(Dataset records)
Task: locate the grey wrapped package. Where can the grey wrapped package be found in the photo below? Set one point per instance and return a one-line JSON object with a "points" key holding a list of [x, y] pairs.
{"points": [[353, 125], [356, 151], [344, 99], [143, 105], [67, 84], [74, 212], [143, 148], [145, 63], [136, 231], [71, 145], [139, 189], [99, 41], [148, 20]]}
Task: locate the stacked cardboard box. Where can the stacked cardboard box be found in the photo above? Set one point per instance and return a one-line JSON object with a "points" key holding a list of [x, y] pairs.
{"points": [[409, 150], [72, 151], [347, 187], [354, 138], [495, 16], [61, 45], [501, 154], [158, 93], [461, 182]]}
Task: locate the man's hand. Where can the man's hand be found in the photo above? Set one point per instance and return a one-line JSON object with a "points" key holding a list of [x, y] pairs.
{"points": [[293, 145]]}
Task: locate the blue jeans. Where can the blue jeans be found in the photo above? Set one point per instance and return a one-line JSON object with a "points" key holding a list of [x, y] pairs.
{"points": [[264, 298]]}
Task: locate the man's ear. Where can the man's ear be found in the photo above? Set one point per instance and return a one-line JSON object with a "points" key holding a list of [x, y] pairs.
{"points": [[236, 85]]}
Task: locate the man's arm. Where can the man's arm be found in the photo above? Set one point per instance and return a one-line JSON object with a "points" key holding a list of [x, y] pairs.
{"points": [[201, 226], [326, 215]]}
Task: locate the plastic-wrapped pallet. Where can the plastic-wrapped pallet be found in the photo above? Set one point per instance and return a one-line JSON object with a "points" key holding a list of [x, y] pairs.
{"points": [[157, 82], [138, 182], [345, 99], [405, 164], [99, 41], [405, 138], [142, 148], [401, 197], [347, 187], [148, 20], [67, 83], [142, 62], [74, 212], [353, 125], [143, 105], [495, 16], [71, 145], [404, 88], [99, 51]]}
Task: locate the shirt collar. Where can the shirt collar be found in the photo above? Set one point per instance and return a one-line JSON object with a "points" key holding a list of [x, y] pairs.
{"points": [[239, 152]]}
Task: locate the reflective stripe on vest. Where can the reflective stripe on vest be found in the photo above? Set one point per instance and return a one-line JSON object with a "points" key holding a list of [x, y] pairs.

• [Task statement]: In the data above, find the line containing "Task: locate the man's ear.", then copy it and every later line exactly.

• [Solution below]:
Task: locate the man's ear. Where can the man's ear be found in the photo above? Set one point per instance and return a one-line JSON object with a "points" key holding a list of [x, y] pairs.
{"points": [[236, 85]]}
Task: locate the man's arm. Where can the man's arm be found in the photo above? Set one point per instance and return a one-line JSON object with a "points" key holding a list of [x, y] pairs.
{"points": [[201, 226], [326, 215]]}
Task: locate the plastic-wrapped pallet. Where can the plastic-wrapped pallet be found in the photo above? Set one point per instance and return a one-line JSON object with a "points" key holding a list of [x, y] pairs.
{"points": [[157, 82], [138, 182], [345, 99], [405, 164], [99, 41], [405, 138], [142, 148], [401, 197], [347, 187], [148, 20], [67, 83], [142, 62], [74, 212], [353, 125], [143, 105], [495, 16], [71, 145], [404, 88], [99, 51]]}
Task: locate the shirt collar. Where can the shirt collar be found in the photo above? Set one point per instance and return a one-line JSON object with a "points" key holding a list of [x, y] pairs.
{"points": [[239, 152]]}
Task: locate the reflective stripe on vest. Where can the reflective stripe on vest be found in the photo above? Set one point per instance and return a one-line JSON object with a "points" key holding a list of [x, y] pairs.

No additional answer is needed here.